Object position labeling items:
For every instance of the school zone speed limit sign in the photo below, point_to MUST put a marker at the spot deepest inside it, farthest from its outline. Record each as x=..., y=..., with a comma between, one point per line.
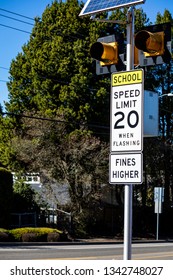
x=127, y=111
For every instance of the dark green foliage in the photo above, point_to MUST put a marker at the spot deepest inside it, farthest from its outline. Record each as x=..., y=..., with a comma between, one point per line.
x=6, y=194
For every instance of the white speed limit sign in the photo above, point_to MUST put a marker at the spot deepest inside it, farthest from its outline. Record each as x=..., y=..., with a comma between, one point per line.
x=127, y=111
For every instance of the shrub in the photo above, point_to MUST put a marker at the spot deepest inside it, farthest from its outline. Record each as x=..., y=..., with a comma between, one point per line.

Exercise goal: Pull out every line of the items above word for word, and leave the pictures out of your answer.

Exercise solution:
For every instance of the school zone speed limit sign in the photo below, point_to MUST put a marker at the spot deepest inside it, farthest from its outline. Record each as x=..., y=..., with a comma between, one point per line.
x=127, y=111
For every instance of the dark green foliage in the photo above, point_to MUST put a marker at the spot deepest inside it, farthest from its outline. Record each as x=..., y=..., with a comma between, one point per line.
x=6, y=194
For every instance of the white speed limit sign in the photo above, point_to MUST put a marker at the spot deepest inside it, farthest from its outline. Record each as x=..., y=..., with a comma between, one point per line.
x=127, y=111
For every instance of the shrub in the photo above, point_to MUST put a marker at the spot deepest inside it, farthest from its outline. Record each as x=..., y=..., with a comma between, one point per line.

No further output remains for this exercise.